TASK ITEM: Go through the data below and return each line containing the word "white".

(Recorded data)
== Segment start ==

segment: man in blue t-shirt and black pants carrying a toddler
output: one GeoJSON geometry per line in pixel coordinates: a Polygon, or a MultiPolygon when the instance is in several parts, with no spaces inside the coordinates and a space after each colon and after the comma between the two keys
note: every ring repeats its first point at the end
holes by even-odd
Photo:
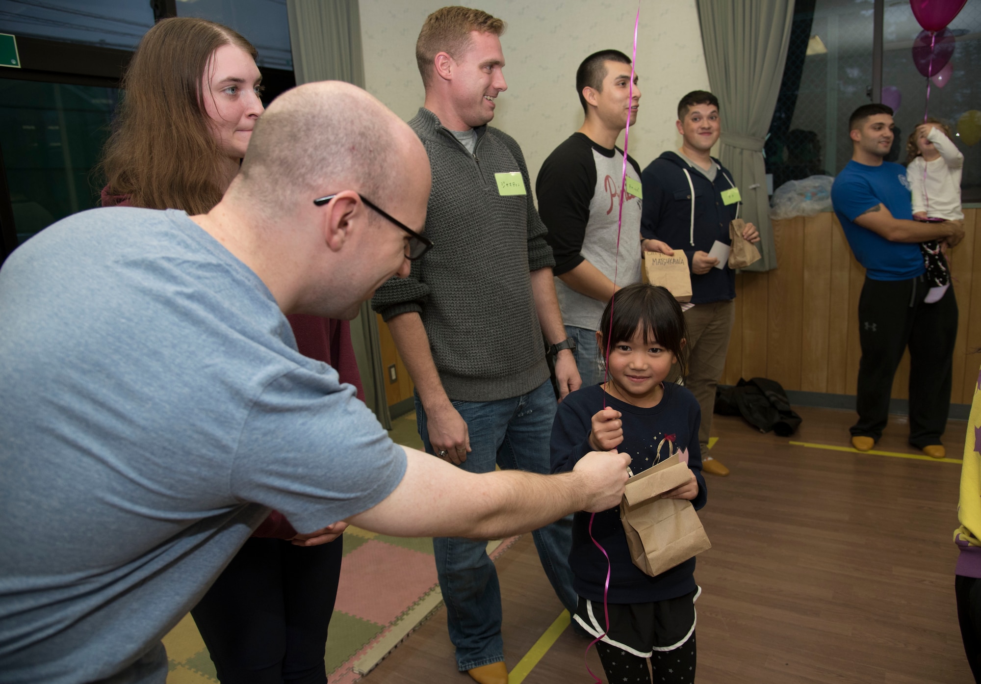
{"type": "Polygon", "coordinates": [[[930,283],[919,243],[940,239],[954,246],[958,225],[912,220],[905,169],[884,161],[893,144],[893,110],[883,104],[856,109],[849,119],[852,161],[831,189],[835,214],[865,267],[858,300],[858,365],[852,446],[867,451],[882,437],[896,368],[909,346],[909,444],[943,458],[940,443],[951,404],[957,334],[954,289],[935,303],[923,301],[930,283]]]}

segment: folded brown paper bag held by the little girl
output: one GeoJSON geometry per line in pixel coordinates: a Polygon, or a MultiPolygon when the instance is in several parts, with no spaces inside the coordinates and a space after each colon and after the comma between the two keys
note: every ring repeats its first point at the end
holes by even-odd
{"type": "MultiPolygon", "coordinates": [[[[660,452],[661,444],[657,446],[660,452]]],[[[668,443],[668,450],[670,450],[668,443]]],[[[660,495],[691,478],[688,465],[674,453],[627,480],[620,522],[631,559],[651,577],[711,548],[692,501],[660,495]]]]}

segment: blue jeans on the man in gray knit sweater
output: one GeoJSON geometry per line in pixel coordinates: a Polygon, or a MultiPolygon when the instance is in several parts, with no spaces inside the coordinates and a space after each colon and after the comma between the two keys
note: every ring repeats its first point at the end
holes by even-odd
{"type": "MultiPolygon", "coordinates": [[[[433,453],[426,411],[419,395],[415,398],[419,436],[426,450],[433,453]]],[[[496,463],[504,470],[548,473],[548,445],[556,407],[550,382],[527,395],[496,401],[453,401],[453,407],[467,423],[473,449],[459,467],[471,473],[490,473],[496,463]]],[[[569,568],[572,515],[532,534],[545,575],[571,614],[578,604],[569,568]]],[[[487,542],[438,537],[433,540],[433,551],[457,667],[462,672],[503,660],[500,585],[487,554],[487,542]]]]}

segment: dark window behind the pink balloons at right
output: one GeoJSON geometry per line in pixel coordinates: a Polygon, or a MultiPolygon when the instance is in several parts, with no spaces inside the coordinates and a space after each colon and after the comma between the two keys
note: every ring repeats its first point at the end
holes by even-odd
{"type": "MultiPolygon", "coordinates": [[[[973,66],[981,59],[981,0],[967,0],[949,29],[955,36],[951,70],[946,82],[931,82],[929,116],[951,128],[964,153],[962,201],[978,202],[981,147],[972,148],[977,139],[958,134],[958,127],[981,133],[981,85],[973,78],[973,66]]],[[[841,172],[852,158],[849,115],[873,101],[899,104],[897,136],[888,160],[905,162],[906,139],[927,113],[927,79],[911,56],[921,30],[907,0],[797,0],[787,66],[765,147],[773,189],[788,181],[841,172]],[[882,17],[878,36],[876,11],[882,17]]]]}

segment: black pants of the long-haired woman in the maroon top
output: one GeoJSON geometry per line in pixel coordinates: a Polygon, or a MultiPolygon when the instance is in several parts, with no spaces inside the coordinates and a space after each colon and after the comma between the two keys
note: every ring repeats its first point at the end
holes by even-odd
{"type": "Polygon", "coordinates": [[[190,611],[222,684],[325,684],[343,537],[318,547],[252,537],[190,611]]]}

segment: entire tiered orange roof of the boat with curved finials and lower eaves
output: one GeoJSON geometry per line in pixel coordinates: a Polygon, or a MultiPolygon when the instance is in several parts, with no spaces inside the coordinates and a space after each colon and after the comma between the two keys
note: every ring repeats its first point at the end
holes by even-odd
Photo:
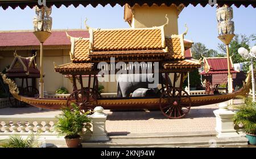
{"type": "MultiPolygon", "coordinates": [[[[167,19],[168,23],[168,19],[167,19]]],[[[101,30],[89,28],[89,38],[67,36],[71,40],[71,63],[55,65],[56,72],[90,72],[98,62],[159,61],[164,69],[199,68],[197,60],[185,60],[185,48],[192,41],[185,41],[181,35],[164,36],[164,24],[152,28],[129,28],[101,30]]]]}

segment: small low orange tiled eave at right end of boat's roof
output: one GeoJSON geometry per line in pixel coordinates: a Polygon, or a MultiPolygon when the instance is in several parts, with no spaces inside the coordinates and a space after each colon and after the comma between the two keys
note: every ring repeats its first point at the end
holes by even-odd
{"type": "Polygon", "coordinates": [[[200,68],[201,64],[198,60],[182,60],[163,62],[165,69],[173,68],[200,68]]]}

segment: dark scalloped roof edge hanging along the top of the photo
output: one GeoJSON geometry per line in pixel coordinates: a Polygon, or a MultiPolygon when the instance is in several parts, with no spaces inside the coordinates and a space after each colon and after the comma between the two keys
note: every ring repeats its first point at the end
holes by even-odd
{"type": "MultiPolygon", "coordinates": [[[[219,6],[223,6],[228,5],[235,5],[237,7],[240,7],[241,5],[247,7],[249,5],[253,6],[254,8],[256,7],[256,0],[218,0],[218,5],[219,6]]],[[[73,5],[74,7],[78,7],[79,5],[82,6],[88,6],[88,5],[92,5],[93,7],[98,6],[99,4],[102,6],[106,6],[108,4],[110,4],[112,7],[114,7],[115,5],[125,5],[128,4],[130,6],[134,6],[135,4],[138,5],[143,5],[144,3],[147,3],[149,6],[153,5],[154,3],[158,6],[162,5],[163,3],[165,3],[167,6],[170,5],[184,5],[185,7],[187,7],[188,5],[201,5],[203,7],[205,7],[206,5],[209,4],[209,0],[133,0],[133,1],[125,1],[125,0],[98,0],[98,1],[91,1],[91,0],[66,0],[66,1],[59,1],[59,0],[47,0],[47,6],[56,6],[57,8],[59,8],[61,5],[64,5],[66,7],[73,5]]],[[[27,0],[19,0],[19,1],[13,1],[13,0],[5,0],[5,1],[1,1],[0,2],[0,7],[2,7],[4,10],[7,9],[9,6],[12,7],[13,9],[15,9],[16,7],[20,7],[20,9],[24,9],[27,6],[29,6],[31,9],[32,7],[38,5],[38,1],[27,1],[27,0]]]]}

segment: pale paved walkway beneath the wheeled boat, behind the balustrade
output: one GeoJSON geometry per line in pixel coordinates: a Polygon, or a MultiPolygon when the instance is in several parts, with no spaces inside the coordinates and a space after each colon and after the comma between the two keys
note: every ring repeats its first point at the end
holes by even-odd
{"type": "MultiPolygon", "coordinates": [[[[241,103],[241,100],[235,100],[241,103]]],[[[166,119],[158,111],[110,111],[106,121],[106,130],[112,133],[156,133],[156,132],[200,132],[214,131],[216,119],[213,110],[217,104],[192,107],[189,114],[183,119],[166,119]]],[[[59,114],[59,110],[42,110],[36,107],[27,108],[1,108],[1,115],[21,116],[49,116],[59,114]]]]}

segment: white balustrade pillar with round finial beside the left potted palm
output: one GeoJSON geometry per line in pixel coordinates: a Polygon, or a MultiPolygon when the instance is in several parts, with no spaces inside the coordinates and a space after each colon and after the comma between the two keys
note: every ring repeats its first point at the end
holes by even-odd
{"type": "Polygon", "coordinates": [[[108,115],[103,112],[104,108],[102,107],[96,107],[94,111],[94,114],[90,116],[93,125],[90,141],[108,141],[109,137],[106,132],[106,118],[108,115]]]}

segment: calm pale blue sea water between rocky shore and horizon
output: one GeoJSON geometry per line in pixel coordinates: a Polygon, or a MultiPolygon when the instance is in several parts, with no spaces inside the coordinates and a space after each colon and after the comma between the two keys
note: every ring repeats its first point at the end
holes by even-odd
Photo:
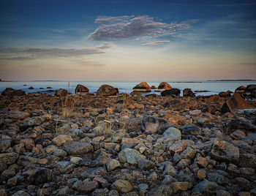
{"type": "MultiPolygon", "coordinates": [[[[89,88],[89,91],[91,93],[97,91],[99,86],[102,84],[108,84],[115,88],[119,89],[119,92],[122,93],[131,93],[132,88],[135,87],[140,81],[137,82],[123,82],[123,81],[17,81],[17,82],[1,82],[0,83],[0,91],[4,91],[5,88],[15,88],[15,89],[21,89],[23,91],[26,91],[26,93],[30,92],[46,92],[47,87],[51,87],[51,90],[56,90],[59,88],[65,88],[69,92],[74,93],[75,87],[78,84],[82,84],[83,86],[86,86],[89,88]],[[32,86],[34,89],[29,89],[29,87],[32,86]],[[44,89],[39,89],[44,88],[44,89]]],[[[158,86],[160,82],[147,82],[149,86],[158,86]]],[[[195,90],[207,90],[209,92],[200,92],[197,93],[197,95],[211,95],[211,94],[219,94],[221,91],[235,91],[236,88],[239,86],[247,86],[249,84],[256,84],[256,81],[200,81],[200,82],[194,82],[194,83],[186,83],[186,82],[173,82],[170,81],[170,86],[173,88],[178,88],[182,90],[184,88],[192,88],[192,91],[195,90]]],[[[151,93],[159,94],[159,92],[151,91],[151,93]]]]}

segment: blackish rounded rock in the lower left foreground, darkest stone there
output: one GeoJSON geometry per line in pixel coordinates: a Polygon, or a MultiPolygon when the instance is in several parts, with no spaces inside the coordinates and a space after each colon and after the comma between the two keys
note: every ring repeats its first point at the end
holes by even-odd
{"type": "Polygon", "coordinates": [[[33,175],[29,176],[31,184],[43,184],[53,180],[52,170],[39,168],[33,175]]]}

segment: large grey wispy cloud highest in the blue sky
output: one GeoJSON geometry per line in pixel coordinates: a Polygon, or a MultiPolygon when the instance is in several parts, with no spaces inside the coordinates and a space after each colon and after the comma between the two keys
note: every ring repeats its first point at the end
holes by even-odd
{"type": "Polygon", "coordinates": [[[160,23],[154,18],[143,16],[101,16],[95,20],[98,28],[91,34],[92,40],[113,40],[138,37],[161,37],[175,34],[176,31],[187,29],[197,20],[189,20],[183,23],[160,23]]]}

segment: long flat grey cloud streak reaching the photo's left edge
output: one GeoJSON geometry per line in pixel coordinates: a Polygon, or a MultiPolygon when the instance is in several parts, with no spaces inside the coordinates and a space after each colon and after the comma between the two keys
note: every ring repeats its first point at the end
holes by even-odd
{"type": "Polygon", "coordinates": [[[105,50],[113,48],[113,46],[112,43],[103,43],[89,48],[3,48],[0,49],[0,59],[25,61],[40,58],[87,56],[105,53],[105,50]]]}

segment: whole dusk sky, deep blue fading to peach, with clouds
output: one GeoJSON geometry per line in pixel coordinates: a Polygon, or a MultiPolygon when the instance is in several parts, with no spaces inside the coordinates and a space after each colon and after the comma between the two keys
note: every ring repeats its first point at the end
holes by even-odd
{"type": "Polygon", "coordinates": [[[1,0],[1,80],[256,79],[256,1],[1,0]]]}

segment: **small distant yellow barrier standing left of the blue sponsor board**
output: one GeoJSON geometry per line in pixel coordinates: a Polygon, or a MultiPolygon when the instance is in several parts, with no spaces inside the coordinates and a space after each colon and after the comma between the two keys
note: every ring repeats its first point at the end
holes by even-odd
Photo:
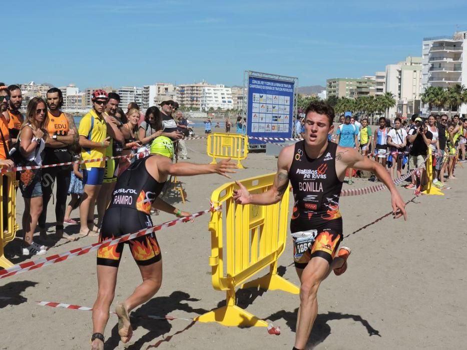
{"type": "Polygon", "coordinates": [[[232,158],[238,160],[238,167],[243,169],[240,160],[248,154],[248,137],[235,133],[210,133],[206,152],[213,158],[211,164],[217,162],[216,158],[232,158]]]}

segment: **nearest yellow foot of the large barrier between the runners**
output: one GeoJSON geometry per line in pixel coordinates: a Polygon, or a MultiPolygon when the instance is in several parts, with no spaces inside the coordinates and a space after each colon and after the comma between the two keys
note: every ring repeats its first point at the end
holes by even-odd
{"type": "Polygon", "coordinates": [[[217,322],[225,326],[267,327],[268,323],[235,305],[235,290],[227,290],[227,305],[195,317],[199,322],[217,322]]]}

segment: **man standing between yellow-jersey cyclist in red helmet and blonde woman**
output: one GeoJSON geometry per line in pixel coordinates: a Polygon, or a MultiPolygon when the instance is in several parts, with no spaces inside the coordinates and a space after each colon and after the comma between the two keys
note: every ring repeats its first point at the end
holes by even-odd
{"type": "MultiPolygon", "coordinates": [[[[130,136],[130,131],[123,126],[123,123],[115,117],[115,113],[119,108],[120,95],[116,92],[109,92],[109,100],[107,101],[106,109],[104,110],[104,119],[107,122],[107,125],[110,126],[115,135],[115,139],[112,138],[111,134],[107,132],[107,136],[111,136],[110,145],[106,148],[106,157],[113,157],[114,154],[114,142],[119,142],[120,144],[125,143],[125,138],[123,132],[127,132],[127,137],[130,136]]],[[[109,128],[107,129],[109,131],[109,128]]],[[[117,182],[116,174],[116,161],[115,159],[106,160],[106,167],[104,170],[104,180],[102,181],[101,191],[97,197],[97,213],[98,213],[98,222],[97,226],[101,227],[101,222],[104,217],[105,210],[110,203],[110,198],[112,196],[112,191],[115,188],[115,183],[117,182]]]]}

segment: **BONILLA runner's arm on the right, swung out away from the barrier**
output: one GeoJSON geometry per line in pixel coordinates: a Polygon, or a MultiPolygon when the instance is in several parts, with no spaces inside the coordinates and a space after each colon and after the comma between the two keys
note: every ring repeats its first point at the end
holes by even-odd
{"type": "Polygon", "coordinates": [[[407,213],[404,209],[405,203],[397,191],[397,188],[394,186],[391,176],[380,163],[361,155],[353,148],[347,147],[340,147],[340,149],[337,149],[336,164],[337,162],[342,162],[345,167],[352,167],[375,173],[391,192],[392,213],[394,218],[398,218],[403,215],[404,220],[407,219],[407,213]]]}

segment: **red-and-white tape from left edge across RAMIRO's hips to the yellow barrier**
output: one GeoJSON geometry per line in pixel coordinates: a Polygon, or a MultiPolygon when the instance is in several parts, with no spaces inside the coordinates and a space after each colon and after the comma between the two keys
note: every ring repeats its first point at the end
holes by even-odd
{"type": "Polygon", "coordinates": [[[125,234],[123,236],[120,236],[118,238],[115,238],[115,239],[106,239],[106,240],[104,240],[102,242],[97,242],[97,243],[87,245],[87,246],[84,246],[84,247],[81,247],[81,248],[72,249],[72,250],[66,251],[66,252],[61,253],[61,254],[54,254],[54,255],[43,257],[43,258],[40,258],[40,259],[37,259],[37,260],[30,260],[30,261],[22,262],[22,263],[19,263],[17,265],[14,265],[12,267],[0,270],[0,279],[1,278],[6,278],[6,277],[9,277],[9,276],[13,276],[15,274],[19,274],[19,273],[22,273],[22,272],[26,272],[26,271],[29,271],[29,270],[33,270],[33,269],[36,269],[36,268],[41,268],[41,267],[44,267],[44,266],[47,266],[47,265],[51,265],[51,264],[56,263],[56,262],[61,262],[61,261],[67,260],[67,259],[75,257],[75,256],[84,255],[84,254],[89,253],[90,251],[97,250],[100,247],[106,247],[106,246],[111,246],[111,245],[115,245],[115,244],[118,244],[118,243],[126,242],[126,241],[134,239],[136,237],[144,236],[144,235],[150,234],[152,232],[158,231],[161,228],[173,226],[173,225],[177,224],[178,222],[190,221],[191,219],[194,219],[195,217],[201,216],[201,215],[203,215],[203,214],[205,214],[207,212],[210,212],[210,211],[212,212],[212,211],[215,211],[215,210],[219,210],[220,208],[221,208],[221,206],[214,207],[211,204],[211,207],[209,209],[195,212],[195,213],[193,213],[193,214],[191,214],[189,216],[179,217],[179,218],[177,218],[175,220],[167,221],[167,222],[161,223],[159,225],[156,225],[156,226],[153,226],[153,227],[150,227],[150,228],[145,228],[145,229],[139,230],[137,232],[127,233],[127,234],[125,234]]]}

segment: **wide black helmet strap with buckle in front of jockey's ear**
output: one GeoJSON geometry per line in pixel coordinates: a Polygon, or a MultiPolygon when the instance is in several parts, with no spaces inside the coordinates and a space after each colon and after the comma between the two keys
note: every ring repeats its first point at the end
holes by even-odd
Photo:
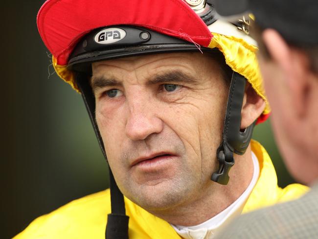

== Segment end ==

SOLUTION FOR THIS PROBLEM:
segment: white balustrade pillar with round finial beside the left potted palm
segment: **red-and-white tape from left edge across RAMIRO's hips to the yellow barrier**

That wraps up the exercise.